DOCUMENT EXTRACT:

++++++++++

Investing Under The Trifecta Of War, Recession, And Inflation

Russia's invasion of Ukraine has now continued for month with no end in sight. The destruction in Ukraine is incredible to see and understand, but what is clear is now a distaste for investing in Russia that likely will continue, regardless of the outcome, for the next decade at minimum. Putin has single-handedly erased the progress that Russia has made over the last three decades of its integration into the world's economy. There has always been a risk to investing in Russia, but it had become acceptable, but now with so many large corporations pulling out, putting at great risk billions of dollars of investment, its not likely they will return anytime soon.

The pall of fear overhanging global markets from the Ukraine war has somewhat dissipated as it has become more clear that its impact is increasingly isolated to Europe and energy supplies. China has made it increasingly clear, that they do not want to be overly involved and definitely not in aggressively supporting Putin's side. It is a shame that China not stand up for what most of the world agrees is an act of terrorism and an unjustified war, particularly against civilians. For the U.S., Russia was a source of oil imports accounting for an estimated 7% of daily consumption. I expect this will be sourced elsewhere, and although it may lead to higher oil prices, it won't cause series supply disruptions that could cause other cascading issues on our economy.

Oil prices are now off their peak hit in early March with Brent oil contracts at $127, and hover around $116. This is up sharply from the average $92-$96 range we were seeing in February. This will impact the U.S. economy, particularly in transportation and manufacturing, both big consumers of energy, and we will see it with higher prices. The Federal Reserve will be raising rates this year we can hope will temper demand for goods and prices.
Brent Continuous Contract Prices
All in all though, I don't see significant changes in inflation at this point. Energy prices will stabilize, but at least for airlines, demand will be significantly higher, even with higher ticket prices, which will result in their return to revenue growth and profitability. My favorites remain as Delta (DAL) and Southwest (LUV), as both are position the best financially, capable of weathering any market turmoil due to their low debt levels and high cash availability. In fact, both airlines have actually been expanding and likely will come out of the COVID and energy prices escalation period, stronger than before.

The market has been recovering, after sharply deflating over the last six months and is only slightly higher than the long term average. The S&P 500 price-to-earnings is now at 25.69, down from 38 a year ago, and for the Dow Jones Industrial Average, the average is at 19.44, down from 33 a year ago. Albeit these averages are still not as low as I'd like, the levels are a lot more comfortable to be at than where we were a year ago.

++++++++++

EXTRACTED INFORMATION:
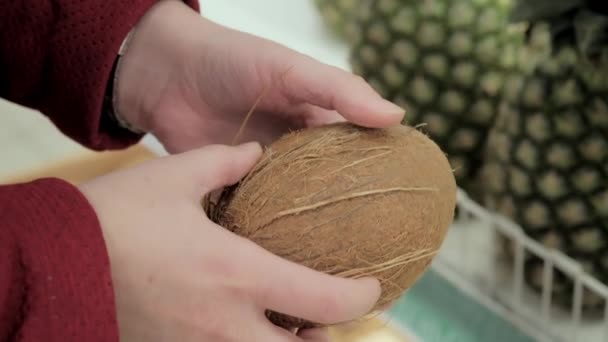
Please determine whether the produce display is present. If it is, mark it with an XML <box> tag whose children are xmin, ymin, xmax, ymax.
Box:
<box><xmin>314</xmin><ymin>0</ymin><xmax>608</xmax><ymax>313</ymax></box>
<box><xmin>483</xmin><ymin>0</ymin><xmax>608</xmax><ymax>313</ymax></box>
<box><xmin>205</xmin><ymin>123</ymin><xmax>457</xmax><ymax>329</ymax></box>
<box><xmin>314</xmin><ymin>0</ymin><xmax>361</xmax><ymax>41</ymax></box>
<box><xmin>350</xmin><ymin>0</ymin><xmax>523</xmax><ymax>195</ymax></box>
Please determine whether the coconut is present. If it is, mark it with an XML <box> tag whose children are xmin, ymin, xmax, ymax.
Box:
<box><xmin>206</xmin><ymin>123</ymin><xmax>457</xmax><ymax>329</ymax></box>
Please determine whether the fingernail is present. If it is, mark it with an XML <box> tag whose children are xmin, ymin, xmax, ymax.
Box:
<box><xmin>376</xmin><ymin>99</ymin><xmax>405</xmax><ymax>116</ymax></box>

++++++++++

PROBLEM DESCRIPTION: In the article on investing amid war, recession, and inflation, rewrite the stretch from "Oil prices are" through "goods and prices." so that "shipping" replaces "transportation".

ANSWER AREA:
Oil prices are now off their peak hit in early March with Brent oil contracts at $127, and hover around $116. This is up sharply from the average $92-$96 range we were seeing in February. This will impact the U.S. economy, particularly in shipping and manufacturing, both big consumers of energy, and we will see it with higher prices. The Federal Reserve will be raising rates this year we can hope will temper demand for goods and prices.